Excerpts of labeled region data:

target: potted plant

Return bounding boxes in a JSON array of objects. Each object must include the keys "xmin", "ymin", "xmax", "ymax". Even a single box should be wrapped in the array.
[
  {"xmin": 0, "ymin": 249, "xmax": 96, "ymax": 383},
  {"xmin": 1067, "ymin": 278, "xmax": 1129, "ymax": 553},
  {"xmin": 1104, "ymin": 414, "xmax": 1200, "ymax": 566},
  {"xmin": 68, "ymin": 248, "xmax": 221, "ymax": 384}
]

Short task:
Update the lines above by putting "houseplant" in place of "potted plant" and leaving everything else the same.

Exercise result:
target: houseplant

Return bounding boxes in a JSON array of objects. Each object must include the keys "xmin", "ymin", "xmax", "ymax". Even a single box should be wrapped in the array.
[
  {"xmin": 0, "ymin": 249, "xmax": 96, "ymax": 383},
  {"xmin": 1067, "ymin": 278, "xmax": 1129, "ymax": 553},
  {"xmin": 1104, "ymin": 414, "xmax": 1200, "ymax": 566},
  {"xmin": 68, "ymin": 248, "xmax": 221, "ymax": 384}
]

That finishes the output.